• _Prompt_: Each line from the one containing "to locate outstretched" to the last line of the listing below must be reproduced exactly, and nothing more.

• _Materials provided_:

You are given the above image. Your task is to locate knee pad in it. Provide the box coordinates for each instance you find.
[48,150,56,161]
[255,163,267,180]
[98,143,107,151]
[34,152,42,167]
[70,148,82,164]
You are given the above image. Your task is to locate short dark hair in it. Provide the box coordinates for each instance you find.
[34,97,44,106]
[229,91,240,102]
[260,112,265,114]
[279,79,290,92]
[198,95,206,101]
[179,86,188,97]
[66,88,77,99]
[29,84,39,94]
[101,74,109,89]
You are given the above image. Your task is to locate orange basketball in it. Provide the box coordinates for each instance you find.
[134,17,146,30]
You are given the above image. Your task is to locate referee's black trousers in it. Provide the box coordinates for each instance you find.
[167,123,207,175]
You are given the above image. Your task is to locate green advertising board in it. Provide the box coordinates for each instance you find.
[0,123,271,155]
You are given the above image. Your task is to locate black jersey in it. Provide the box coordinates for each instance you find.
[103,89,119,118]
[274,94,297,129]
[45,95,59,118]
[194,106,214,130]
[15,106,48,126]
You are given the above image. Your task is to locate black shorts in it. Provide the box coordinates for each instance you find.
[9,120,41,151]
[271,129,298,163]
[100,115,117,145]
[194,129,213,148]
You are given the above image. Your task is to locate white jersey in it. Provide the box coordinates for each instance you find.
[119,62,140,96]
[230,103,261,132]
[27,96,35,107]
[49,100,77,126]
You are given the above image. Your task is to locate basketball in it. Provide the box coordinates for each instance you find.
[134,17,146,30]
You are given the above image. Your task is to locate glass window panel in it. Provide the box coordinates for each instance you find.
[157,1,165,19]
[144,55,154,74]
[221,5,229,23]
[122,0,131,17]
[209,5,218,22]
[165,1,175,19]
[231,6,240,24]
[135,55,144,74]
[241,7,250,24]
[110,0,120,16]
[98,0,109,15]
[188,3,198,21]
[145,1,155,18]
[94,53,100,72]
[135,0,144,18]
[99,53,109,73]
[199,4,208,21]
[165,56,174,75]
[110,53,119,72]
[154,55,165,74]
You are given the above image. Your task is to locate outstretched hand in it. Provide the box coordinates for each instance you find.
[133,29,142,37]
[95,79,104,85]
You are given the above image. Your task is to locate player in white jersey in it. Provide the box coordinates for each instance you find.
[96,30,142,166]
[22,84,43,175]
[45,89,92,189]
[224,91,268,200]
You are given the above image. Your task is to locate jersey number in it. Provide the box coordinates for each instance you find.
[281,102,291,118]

• _Answer area_:
You are given the above image. Your task is to locate outstretched hand in it. Provide the box coordinates for each instance you find.
[133,29,142,37]
[95,79,104,85]
You are given the above image. Your task is to locate player in white jersey in it. Provide the box coordinates for each instance you find.
[96,30,142,166]
[22,84,43,175]
[45,89,92,189]
[224,91,268,200]
You are given the above image. Your task is to locate jersey number in it. Provide the box coordinates for each instance you find.
[281,102,291,118]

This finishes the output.